__Supplied text__
Tuesday, June 24, 2014

GLSL Classes


GLSL is not object oriented, there are no classes or method calls. GLSL4.0 has subroutine variables that can provide an object oriented solution, but this is not compatible with GLSL in WebGL.

PythonJS GPU Class

In the example below an array of MyObject is created and uploaded to the GPU, where it is iterated over. The method call s.mymethod(1.1, 2.2) translates to MyObject_mymethod(s, 1.1, 2.2) in the GLSL shader.

@gpu.object
class MyObject:
 @gpu.method
 float def subroutine(self, x,y):
  float x
  float y
  return x + y * self.attr2

 @gpu.method
 float def mymethod(self, x,y):
  float x
  float y
  if self.index == 0:
   return -20.5
  elif self.index == 0:
   return 0.6
  else:
   return self.subroutine(x,y) * self.attr1

 def __init__(self, a, b, i):
  self.attr1 = a
  self.attr2 = b
  self.index = int16(i)


class myclass:
 def run(self, w):
  self.array = [MyObject(1.1,1.2,x) for x in range(w)]

  @returns( array=64 )
  @gpu.main
  def gpufunc():
   struct* A = self.array
   float b = 0.0

   for s in iter(A):
    b += s.mymethod(1.1, 2.2)

   return b

  return gpufunc()

Sunday, June 22, 2014

GLSL Array of Arrays


WebGL shader code written in GLSL is based on the OpenGL-ES standard, see GLSL 1.2 spec pdf. GLSL 1.2 has no support for multidimensional arrays (array of arrays), and loops require a constant expression for iteration. These limitations make it very hard to write generic shader programs.

__Records supplied__

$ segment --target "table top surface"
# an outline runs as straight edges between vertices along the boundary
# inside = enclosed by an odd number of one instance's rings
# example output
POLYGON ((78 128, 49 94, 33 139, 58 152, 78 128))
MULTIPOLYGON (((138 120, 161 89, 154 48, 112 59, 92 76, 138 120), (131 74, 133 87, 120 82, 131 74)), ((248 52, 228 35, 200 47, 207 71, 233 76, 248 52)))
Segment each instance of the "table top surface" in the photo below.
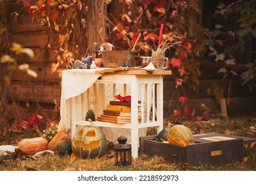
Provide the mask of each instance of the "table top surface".
POLYGON ((95 71, 96 74, 107 74, 112 73, 115 74, 124 74, 124 75, 171 75, 172 70, 145 70, 141 68, 106 68, 100 70, 95 71))

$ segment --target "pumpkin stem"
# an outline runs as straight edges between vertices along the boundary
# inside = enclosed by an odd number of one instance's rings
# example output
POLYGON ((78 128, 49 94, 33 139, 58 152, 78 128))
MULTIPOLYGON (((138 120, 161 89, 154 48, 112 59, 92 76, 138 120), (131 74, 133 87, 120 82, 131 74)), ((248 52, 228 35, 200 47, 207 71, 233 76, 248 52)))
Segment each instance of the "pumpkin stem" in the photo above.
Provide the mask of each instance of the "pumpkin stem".
POLYGON ((93 127, 93 122, 91 121, 91 119, 88 119, 88 121, 90 122, 90 126, 93 127))

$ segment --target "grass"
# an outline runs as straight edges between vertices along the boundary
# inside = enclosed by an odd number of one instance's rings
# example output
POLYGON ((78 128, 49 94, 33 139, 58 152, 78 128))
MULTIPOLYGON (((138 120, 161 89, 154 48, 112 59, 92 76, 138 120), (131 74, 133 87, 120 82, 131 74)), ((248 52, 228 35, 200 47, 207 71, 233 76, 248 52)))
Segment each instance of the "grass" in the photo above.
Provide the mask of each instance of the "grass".
MULTIPOLYGON (((255 123, 255 119, 253 117, 234 118, 228 121, 215 119, 209 121, 183 122, 182 123, 189 127, 193 132, 197 133, 217 132, 256 138, 256 134, 249 131, 249 127, 255 123)), ((166 125, 166 124, 165 124, 166 125)), ((17 135, 9 133, 6 134, 5 137, 0 136, 0 142, 5 141, 9 143, 15 143, 15 139, 24 137, 24 135, 17 135)), ((250 144, 248 144, 244 145, 243 161, 217 165, 201 164, 198 166, 192 166, 182 163, 174 164, 166 162, 161 157, 149 157, 144 154, 140 154, 138 158, 132 160, 131 166, 118 167, 115 166, 115 160, 113 157, 107 159, 95 158, 93 160, 76 158, 74 161, 71 161, 69 155, 61 156, 52 154, 38 158, 2 156, 0 157, 0 170, 256 171, 255 163, 256 146, 250 148, 250 144)))

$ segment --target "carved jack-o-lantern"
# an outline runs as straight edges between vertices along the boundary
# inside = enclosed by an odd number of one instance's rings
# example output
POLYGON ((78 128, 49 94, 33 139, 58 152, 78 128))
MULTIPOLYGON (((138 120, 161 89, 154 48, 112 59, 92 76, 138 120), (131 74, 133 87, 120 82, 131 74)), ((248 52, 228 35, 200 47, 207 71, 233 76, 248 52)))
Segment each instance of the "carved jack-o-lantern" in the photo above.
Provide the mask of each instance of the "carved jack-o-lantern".
POLYGON ((93 126, 82 127, 74 136, 72 141, 72 150, 76 156, 93 158, 104 155, 107 149, 106 137, 98 128, 93 126))

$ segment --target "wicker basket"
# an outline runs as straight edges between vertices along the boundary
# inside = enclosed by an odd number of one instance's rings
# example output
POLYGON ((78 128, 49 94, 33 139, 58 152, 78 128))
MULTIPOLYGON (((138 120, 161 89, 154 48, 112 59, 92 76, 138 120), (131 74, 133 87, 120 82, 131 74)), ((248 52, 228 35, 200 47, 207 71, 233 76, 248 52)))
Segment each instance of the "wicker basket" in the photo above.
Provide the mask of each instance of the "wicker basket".
POLYGON ((120 65, 133 66, 134 56, 138 52, 113 51, 103 51, 101 53, 104 68, 116 68, 119 67, 120 65))

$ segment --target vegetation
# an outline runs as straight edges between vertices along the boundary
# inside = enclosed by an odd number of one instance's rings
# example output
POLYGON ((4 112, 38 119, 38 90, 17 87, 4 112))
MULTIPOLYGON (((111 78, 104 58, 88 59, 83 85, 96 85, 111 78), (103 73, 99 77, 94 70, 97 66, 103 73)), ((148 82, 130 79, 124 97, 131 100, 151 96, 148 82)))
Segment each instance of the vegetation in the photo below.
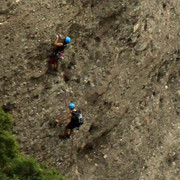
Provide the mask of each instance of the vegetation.
POLYGON ((0 109, 0 179, 2 180, 63 180, 55 170, 24 157, 12 135, 12 117, 0 109))

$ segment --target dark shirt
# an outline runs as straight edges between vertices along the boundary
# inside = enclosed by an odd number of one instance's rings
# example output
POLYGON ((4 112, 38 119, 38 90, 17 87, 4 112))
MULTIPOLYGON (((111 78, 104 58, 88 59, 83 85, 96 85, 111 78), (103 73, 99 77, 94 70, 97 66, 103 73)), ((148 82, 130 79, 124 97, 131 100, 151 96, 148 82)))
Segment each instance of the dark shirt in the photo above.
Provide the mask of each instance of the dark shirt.
POLYGON ((56 52, 64 52, 65 47, 66 47, 66 43, 63 43, 63 46, 57 46, 56 52))

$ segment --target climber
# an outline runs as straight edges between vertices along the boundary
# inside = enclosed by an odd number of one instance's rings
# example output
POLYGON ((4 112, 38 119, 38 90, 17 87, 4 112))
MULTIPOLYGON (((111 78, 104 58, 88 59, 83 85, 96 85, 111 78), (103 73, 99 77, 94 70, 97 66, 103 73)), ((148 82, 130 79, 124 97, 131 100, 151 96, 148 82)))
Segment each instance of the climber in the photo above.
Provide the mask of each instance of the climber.
POLYGON ((64 59, 64 49, 68 43, 71 42, 69 36, 63 37, 61 34, 56 36, 54 45, 56 46, 55 54, 50 59, 51 71, 58 71, 60 68, 60 61, 64 59))
POLYGON ((79 110, 75 109, 74 103, 70 103, 69 109, 71 110, 71 113, 67 117, 65 117, 62 120, 55 121, 56 123, 60 124, 63 121, 71 119, 71 121, 68 124, 66 124, 66 126, 65 126, 64 134, 59 135, 59 138, 61 138, 61 139, 69 138, 70 135, 73 133, 73 129, 74 128, 79 129, 79 127, 83 124, 82 114, 79 110), (70 130, 70 132, 69 132, 69 130, 70 130))

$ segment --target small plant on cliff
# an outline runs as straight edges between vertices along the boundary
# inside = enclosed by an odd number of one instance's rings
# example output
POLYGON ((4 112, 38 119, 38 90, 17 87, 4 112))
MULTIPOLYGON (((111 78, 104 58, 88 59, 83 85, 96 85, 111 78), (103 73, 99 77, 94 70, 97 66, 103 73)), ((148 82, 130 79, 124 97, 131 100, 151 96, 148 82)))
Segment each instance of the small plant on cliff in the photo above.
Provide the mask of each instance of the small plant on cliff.
POLYGON ((11 133, 12 117, 0 109, 0 179, 65 180, 55 169, 24 157, 11 133))

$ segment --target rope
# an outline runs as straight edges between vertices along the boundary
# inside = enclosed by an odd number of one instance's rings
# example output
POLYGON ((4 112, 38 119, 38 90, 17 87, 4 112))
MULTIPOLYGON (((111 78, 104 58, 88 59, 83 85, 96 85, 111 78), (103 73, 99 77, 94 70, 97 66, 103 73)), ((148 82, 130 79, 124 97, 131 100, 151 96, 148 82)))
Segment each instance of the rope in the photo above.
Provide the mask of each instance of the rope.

__Exercise task 1__
Repeat the rows above, starting at the first row and ending at the line that contains "POLYGON ((93 127, 93", with both ends included. Leave the pictures out.
__Exercise task 2__
Continue the blog post on GLSL shader programming from the point where it stops.

__Written response 1__
$ segment --target "table top surface"
# an outline runs as straight edges between vertices along the boundary
# inside = enclosed by an odd number of one instance's rings
# example output
POLYGON ((78 128, 49 94, 33 139, 58 152, 78 128))
MULTIPOLYGON (((138 120, 161 89, 154 48, 112 59, 92 76, 138 120), (131 74, 133 87, 120 82, 131 74)), ((248 52, 228 35, 200 47, 207 71, 233 76, 248 52)))
Segment each instance of the "table top surface" in the photo below.
Provide the mask of each instance of the "table top surface".
POLYGON ((95 71, 96 74, 107 74, 112 73, 115 74, 124 74, 124 75, 171 75, 172 70, 145 70, 141 68, 106 68, 100 70, 95 71))

$ segment --target "pumpkin stem"
# an outline runs as straight edges between vertices along the boundary
# inside = enclosed by an odd number of one instance's rings
# example output
POLYGON ((78 128, 49 94, 33 139, 58 152, 78 128))
MULTIPOLYGON (((138 120, 161 89, 154 48, 112 59, 92 76, 138 120), (131 74, 133 87, 120 82, 131 74)), ((248 52, 228 35, 200 47, 207 71, 233 76, 248 52)))
Segment each instance of the "pumpkin stem" in the photo above.
Provide the mask of each instance of the "pumpkin stem".
POLYGON ((93 127, 93 122, 91 121, 91 119, 88 119, 88 121, 90 122, 90 126, 93 127))

__Written response 2__
PythonJS shader translation provides a workaround, and supports one-level-deep array of arrays and iteration over them. The input array data and sizes can change at runtime because the shader is fully recompiled each call to its wrapper function. Attributes from the current scope in JavaScript can also be inlined into the shader. Read the syntax documentation here.

array of array example

class myclass:
 def __init__(self, s):
  self.s = s
 def my_method(self):
  return self.s

 def run(self, w, h):
  self.array = [ [x*y*0.5 for y in range(h)] for x in range(w) ]

  @returns( array=64 )
  @gpu.main
  def gpufunc():
   float* A = self.array
   float b = self.my_method()

   for subarray in A:
    for j in range( len(self.array[0]) ):
     b += subarray[j]
   return b

  return gpufunc()

GLSL output

The inner function gpufunc becomes main below. Inside gpufunc above, the assignment to A as a float pointer float* A = self.array triggers the wrapper code to unroll A into A_𝑛 and inline the values, '𝑛' is the length of the array.

 void main() {
 float A_0[4];
 A_0[0]=0.0;A_0[1]=0.0;A_0[2]=0.0;A_0[3]=0.0;float A_1[4];A_1[0]=0.0;A_1[1]=0.5;A_1[2]=1.0;A_1[3]=1.5;float A_2[4];A_2[0]=0.0;A_2[1]=1.0;A_2[2]=2.0;A_2[3]=3.0;float A_3[4];A_3[0]=0.0;A_3[1]=1.5;A_3[2]=3.0;A_3[3]=4.5;float A_4[4];A_4[0]=0.0;A_4[1]=2.0;A_4[2]=4.0;A_4[3]=6.0;float A_5[4];A_5[0]=0.0;A_5[1]=2.5;A_5[2]=5.0;A_5[3]=7.5;float A_6[4];A_6[0]=0.0;A_6[1]=3.0;A_6[2]=6.0;A_6[3]=9.0;float A_7[4];A_7[0]=0.0;A_7[1]=3.5;A_7[2]=7.0;A_7[3]=10.5;
 ...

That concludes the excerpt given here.